### Work to complete:
Which lines of the entries contain the string "ground"? Please find them and copy them.

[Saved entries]
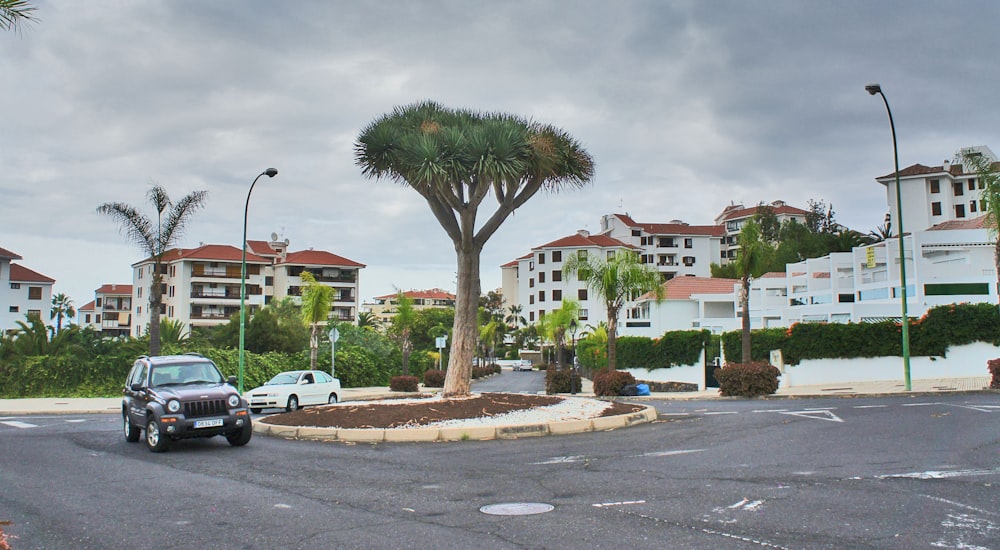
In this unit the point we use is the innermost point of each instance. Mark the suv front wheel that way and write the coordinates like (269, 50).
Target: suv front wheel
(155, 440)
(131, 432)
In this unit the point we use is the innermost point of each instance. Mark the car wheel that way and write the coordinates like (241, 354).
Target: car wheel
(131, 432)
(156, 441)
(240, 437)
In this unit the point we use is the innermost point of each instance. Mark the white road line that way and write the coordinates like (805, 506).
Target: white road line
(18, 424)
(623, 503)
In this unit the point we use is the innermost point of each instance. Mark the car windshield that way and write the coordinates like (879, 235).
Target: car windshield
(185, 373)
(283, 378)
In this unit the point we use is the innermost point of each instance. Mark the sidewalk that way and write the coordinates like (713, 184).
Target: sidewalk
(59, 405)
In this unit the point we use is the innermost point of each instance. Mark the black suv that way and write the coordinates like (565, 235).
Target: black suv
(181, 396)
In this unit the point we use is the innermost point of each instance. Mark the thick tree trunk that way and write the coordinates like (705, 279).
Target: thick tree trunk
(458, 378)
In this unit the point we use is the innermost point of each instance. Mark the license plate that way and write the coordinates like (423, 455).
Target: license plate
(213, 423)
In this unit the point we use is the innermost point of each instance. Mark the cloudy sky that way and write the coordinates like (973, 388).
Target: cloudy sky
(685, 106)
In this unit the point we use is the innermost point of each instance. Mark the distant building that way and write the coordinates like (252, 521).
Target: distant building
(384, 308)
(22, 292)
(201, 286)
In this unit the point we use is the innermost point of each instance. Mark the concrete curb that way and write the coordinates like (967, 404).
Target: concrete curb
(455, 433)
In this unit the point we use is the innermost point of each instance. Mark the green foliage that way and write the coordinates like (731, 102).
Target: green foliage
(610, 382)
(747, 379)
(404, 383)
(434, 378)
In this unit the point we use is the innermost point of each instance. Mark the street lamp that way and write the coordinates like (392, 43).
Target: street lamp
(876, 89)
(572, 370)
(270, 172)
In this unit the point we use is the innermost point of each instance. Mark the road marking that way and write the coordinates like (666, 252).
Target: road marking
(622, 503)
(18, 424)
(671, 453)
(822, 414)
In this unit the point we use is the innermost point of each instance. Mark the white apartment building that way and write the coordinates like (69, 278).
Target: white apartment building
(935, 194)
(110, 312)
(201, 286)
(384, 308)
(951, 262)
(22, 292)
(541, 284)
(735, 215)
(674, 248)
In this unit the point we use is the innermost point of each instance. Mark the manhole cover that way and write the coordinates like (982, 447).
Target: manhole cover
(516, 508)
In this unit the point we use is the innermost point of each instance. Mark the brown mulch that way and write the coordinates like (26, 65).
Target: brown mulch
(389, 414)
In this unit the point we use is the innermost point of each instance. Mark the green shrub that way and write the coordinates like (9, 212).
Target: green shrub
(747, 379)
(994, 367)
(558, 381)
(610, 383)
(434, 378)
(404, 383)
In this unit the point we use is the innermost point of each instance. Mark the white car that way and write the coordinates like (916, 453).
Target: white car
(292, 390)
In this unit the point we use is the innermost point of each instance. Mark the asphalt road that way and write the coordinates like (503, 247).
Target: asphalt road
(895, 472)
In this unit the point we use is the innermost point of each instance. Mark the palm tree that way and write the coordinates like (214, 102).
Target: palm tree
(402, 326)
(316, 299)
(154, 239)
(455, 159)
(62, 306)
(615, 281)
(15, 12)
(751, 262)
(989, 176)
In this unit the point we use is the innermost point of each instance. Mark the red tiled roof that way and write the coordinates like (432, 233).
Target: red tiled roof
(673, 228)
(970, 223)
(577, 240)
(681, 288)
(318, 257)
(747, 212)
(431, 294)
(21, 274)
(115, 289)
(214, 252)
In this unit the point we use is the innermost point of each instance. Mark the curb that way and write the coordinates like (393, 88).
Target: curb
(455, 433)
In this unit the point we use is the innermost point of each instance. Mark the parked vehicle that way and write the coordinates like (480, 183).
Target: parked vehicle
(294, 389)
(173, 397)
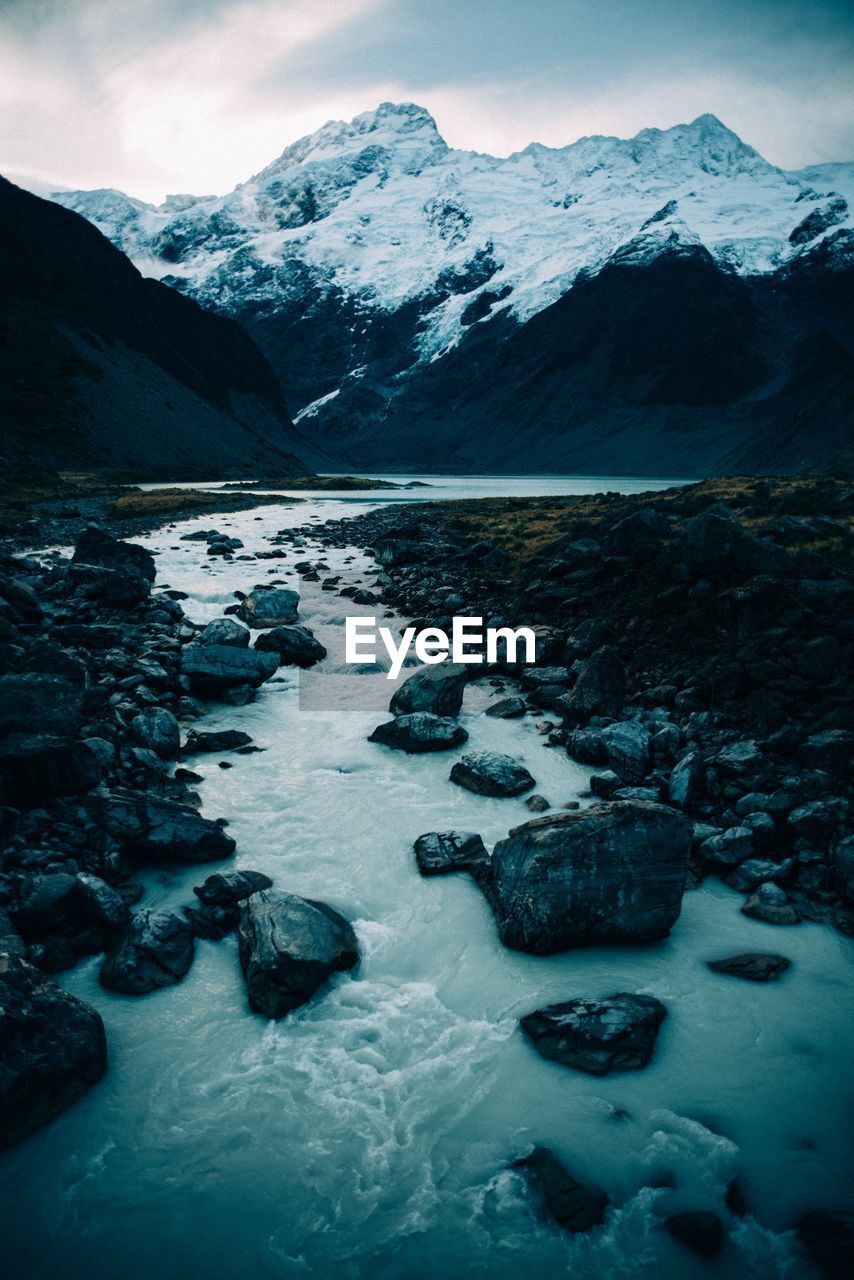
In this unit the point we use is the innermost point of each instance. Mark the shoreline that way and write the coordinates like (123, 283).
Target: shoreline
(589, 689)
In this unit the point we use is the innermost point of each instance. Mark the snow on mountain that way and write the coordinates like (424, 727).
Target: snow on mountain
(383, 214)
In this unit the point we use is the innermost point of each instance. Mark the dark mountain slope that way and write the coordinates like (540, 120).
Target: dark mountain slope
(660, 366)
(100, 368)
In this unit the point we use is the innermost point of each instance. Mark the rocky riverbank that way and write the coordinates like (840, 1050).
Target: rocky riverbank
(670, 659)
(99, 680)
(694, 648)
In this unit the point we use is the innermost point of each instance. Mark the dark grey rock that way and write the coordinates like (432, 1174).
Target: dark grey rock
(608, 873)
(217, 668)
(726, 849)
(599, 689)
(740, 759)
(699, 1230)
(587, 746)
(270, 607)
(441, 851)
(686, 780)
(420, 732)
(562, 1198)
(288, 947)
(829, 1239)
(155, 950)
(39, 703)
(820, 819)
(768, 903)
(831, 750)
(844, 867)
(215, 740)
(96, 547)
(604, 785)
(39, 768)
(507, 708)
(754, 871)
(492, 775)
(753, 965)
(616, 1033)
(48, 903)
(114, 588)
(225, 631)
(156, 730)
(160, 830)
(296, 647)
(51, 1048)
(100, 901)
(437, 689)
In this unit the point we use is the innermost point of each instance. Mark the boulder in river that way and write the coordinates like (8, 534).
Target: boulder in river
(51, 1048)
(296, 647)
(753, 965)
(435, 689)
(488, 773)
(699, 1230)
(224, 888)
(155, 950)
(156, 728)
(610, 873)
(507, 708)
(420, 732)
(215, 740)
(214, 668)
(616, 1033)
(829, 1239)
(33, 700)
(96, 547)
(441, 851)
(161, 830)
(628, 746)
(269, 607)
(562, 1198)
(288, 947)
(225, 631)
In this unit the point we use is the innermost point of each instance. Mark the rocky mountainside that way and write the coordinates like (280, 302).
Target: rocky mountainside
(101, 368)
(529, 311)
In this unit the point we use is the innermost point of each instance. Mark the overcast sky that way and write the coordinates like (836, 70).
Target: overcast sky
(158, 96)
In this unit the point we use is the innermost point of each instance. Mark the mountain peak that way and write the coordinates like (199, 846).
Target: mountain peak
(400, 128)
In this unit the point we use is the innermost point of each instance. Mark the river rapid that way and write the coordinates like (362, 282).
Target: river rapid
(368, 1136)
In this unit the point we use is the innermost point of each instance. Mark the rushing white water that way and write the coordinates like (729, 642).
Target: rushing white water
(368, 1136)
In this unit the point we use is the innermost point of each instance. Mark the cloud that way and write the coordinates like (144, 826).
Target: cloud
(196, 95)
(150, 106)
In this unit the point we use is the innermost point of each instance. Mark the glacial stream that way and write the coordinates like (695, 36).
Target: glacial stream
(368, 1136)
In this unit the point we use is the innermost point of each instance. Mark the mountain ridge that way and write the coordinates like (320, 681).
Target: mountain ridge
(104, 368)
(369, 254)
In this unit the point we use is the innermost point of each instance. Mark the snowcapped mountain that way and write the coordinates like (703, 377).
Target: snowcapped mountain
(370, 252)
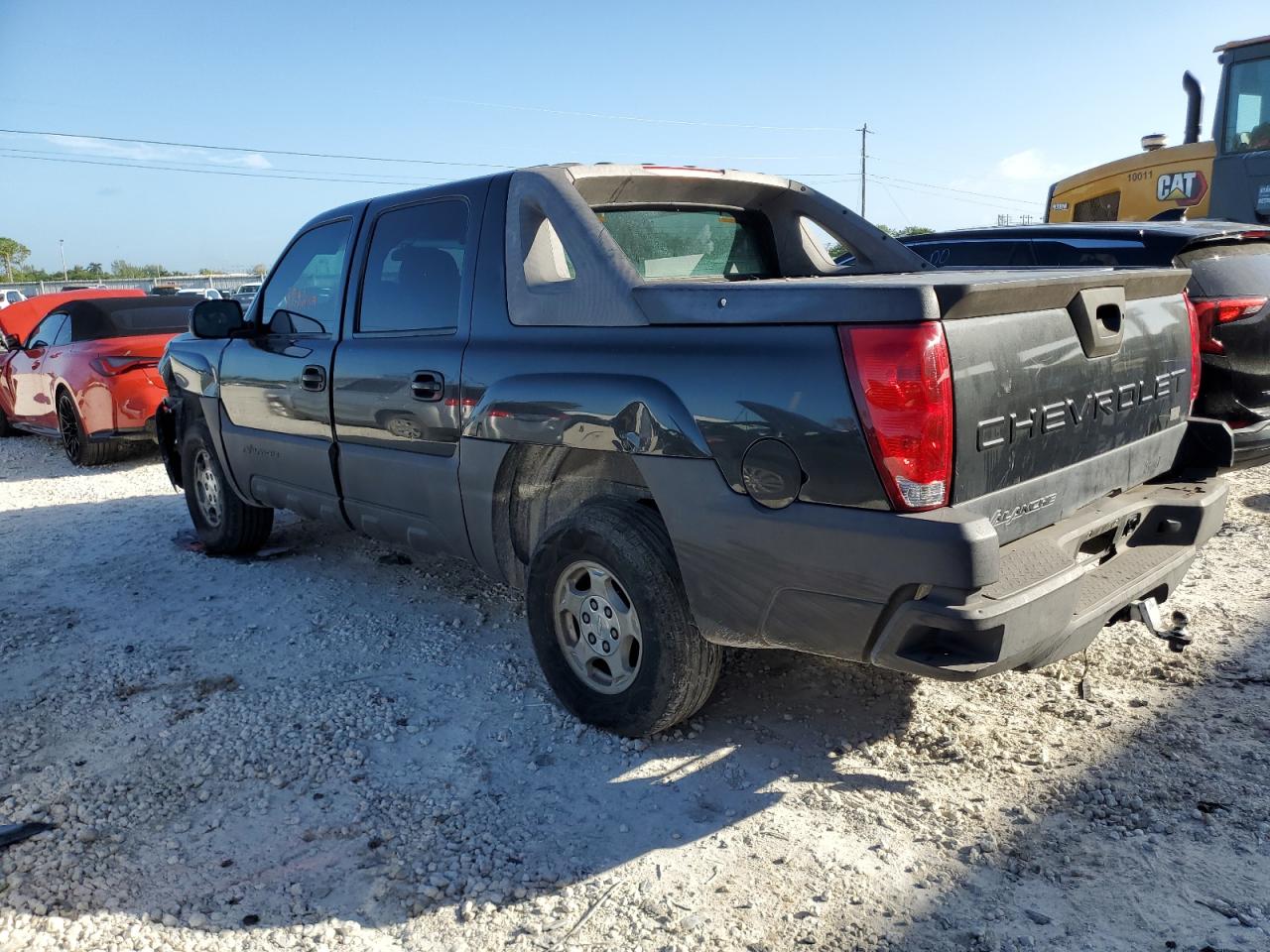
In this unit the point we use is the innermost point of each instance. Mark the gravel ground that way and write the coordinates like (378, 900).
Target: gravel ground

### Result of the exercise:
In this unit the point we use is the innermost point of each instance. Mark the gravel ground that way and write the coordinates like (378, 900).
Target: gravel ground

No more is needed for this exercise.